Exercise - Rewrite the lines from the one containing "on the vacant" up to and including the last line of the records, requests included, adding 138 to every x and y coordinate in the answer points. Leave the pictures out.

Recorded information -
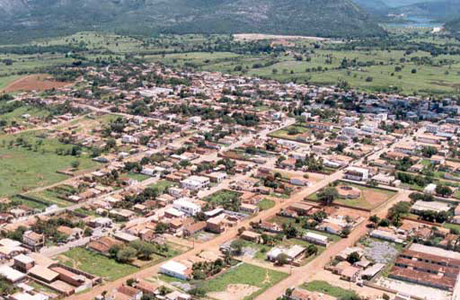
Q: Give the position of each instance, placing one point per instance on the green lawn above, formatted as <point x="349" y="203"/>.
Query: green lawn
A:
<point x="22" y="169"/>
<point x="96" y="264"/>
<point x="245" y="274"/>
<point x="266" y="204"/>
<point x="162" y="185"/>
<point x="222" y="196"/>
<point x="136" y="176"/>
<point x="452" y="226"/>
<point x="325" y="288"/>
<point x="370" y="197"/>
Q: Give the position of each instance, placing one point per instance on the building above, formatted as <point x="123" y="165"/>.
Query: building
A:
<point x="175" y="269"/>
<point x="196" y="182"/>
<point x="357" y="174"/>
<point x="427" y="266"/>
<point x="187" y="207"/>
<point x="33" y="240"/>
<point x="436" y="206"/>
<point x="316" y="238"/>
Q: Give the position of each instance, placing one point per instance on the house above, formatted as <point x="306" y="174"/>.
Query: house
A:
<point x="316" y="238"/>
<point x="196" y="182"/>
<point x="175" y="269"/>
<point x="71" y="233"/>
<point x="350" y="274"/>
<point x="11" y="275"/>
<point x="250" y="236"/>
<point x="357" y="174"/>
<point x="436" y="206"/>
<point x="33" y="240"/>
<point x="249" y="208"/>
<point x="187" y="207"/>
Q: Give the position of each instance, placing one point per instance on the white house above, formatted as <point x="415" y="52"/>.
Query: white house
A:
<point x="175" y="269"/>
<point x="186" y="207"/>
<point x="195" y="182"/>
<point x="316" y="238"/>
<point x="357" y="174"/>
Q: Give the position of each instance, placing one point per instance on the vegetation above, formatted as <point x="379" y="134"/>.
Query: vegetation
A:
<point x="96" y="264"/>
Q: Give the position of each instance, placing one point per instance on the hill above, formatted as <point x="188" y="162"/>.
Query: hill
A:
<point x="440" y="10"/>
<point x="327" y="18"/>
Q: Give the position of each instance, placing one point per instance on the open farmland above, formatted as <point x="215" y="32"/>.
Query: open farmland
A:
<point x="21" y="169"/>
<point x="38" y="82"/>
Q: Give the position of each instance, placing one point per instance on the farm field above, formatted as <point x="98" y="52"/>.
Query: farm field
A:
<point x="37" y="82"/>
<point x="326" y="288"/>
<point x="21" y="169"/>
<point x="162" y="185"/>
<point x="244" y="281"/>
<point x="369" y="198"/>
<point x="96" y="264"/>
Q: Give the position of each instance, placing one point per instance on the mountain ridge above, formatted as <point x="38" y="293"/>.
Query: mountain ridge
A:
<point x="327" y="18"/>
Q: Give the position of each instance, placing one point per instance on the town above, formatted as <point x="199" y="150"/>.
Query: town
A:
<point x="140" y="181"/>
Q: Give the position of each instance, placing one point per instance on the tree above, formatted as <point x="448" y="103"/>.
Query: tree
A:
<point x="126" y="254"/>
<point x="443" y="190"/>
<point x="144" y="249"/>
<point x="353" y="257"/>
<point x="161" y="228"/>
<point x="374" y="219"/>
<point x="312" y="250"/>
<point x="328" y="195"/>
<point x="75" y="164"/>
<point x="282" y="259"/>
<point x="237" y="247"/>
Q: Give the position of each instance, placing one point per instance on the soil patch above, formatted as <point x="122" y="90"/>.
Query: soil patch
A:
<point x="235" y="292"/>
<point x="37" y="82"/>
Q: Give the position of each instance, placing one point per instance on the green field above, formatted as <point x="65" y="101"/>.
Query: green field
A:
<point x="326" y="288"/>
<point x="96" y="264"/>
<point x="245" y="274"/>
<point x="266" y="204"/>
<point x="369" y="199"/>
<point x="162" y="185"/>
<point x="222" y="196"/>
<point x="22" y="169"/>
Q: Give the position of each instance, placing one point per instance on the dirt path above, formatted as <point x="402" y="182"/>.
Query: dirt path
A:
<point x="216" y="242"/>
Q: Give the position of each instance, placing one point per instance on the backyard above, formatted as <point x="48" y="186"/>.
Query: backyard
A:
<point x="96" y="264"/>
<point x="370" y="197"/>
<point x="244" y="281"/>
<point x="21" y="169"/>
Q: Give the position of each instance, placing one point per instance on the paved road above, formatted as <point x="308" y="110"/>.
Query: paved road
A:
<point x="216" y="242"/>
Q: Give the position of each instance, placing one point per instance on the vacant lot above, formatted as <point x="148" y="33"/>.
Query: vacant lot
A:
<point x="292" y="132"/>
<point x="370" y="197"/>
<point x="96" y="264"/>
<point x="326" y="288"/>
<point x="38" y="82"/>
<point x="25" y="168"/>
<point x="244" y="281"/>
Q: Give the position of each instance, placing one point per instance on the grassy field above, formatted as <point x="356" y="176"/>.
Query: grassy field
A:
<point x="96" y="264"/>
<point x="22" y="169"/>
<point x="375" y="69"/>
<point x="162" y="185"/>
<point x="266" y="204"/>
<point x="325" y="288"/>
<point x="222" y="196"/>
<point x="369" y="198"/>
<point x="245" y="274"/>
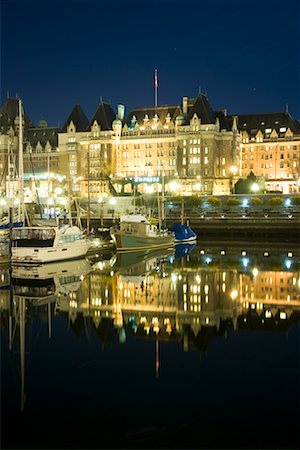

Written answer -
Q: Give the position of each instance, placing one point per instance on the vacant lot above, formatted as <point x="148" y="33"/>.
Query: vacant lot
A:
<point x="430" y="270"/>
<point x="508" y="335"/>
<point x="234" y="402"/>
<point x="464" y="426"/>
<point x="176" y="220"/>
<point x="163" y="306"/>
<point x="382" y="419"/>
Q: Give the position of each instance, placing one point per instance on the grassy field above, formatted as <point x="356" y="176"/>.
Query: grassy field
A:
<point x="234" y="402"/>
<point x="160" y="307"/>
<point x="513" y="207"/>
<point x="300" y="323"/>
<point x="404" y="342"/>
<point x="463" y="426"/>
<point x="360" y="334"/>
<point x="507" y="336"/>
<point x="383" y="412"/>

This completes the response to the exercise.